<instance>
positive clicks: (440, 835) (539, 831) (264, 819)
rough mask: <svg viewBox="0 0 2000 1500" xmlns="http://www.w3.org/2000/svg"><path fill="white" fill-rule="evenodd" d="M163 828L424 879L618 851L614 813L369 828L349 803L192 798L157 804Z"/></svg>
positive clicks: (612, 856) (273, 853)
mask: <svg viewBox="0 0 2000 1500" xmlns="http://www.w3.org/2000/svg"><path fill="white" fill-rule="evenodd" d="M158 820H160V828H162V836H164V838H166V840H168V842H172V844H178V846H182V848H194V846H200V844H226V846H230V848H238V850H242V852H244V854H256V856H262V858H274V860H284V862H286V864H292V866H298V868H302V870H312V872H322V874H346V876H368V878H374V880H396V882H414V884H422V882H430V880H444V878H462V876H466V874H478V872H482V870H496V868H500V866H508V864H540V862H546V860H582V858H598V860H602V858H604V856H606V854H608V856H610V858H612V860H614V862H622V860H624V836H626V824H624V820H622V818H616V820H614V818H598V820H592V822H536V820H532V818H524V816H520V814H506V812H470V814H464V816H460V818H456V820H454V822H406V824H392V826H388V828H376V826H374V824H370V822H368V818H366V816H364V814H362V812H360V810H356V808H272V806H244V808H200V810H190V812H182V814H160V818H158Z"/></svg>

-- Work task --
Rewrite the items above, changing "rough mask" to "initial mask" and leaving everything else as it is.

-- Task result --
<instance>
positive clicks: (440, 835) (539, 831) (264, 819)
initial mask: <svg viewBox="0 0 2000 1500" xmlns="http://www.w3.org/2000/svg"><path fill="white" fill-rule="evenodd" d="M163 828L424 879L618 851L614 813L369 828L349 803L192 798L157 804Z"/></svg>
positive clicks: (612, 856) (273, 853)
mask: <svg viewBox="0 0 2000 1500" xmlns="http://www.w3.org/2000/svg"><path fill="white" fill-rule="evenodd" d="M158 820H160V828H162V836H164V838H166V840H168V842H172V844H178V846H182V848H194V846H200V844H226V846H230V848H238V850H242V852H244V854H256V856H262V858H274V860H284V862H286V864H292V866H298V868H302V870H312V872H322V874H346V876H368V878H374V880H396V882H414V884H422V882H430V880H444V878H462V876H466V874H478V872H482V870H496V868H500V866H508V864H540V862H546V860H582V858H598V860H602V858H604V856H606V854H608V856H610V858H612V860H614V862H622V860H624V836H626V824H624V820H622V818H616V820H614V818H598V820H592V822H536V820H532V818H524V816H520V814H506V812H470V814H464V816H460V818H456V820H454V822H406V824H392V826H388V828H376V826H374V824H370V822H368V818H366V816H364V814H362V812H360V810H356V808H272V806H244V808H200V810H190V812H182V814H160V818H158Z"/></svg>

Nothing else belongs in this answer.